WHAT TO DO: Every line in the records below that holds "building" must be identified and copied.

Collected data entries

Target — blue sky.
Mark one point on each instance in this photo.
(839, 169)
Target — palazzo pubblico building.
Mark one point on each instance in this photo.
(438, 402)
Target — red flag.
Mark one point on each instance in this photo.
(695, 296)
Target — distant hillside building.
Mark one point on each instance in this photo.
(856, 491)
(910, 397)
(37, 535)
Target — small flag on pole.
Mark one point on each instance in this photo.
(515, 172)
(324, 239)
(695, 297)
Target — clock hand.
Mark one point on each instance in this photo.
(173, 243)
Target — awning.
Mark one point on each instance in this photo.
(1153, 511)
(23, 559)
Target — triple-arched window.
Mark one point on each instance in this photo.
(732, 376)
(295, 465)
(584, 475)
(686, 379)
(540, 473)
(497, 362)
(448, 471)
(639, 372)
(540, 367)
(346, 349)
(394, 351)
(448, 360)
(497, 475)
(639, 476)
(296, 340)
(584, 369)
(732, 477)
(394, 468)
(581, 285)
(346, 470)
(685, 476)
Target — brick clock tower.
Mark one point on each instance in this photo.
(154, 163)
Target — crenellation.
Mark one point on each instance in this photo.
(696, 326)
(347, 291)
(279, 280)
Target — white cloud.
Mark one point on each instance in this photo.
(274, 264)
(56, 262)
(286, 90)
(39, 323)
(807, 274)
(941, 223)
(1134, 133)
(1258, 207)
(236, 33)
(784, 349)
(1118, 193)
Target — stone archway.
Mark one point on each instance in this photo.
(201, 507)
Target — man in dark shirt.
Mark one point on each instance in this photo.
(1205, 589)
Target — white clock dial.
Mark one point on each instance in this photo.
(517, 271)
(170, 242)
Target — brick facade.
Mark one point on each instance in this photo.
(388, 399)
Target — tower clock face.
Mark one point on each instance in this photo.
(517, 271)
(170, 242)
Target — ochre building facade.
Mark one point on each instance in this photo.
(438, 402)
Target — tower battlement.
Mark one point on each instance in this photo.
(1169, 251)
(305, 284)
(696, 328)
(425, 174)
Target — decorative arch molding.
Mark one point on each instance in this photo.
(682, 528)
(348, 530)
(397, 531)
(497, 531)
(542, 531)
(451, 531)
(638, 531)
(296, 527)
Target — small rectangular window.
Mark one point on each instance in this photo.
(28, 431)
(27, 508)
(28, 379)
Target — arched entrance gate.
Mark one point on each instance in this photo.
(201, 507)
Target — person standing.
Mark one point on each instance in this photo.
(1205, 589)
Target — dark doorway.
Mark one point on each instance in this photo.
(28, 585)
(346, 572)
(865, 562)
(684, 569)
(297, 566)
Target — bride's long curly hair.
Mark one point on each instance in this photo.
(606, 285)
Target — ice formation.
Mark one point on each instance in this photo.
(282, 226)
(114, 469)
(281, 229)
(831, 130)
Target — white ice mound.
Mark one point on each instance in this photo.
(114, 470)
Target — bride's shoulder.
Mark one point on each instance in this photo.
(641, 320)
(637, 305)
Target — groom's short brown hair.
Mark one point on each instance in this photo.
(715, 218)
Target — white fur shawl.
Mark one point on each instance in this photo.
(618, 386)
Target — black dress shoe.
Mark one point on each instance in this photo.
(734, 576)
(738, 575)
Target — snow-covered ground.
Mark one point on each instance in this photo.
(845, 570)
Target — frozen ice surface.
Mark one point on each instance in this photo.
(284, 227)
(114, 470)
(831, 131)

ANSWER SPACE:
Target — palazzo pubblico building.
Target — distant hillside building.
Target — ochre building facade.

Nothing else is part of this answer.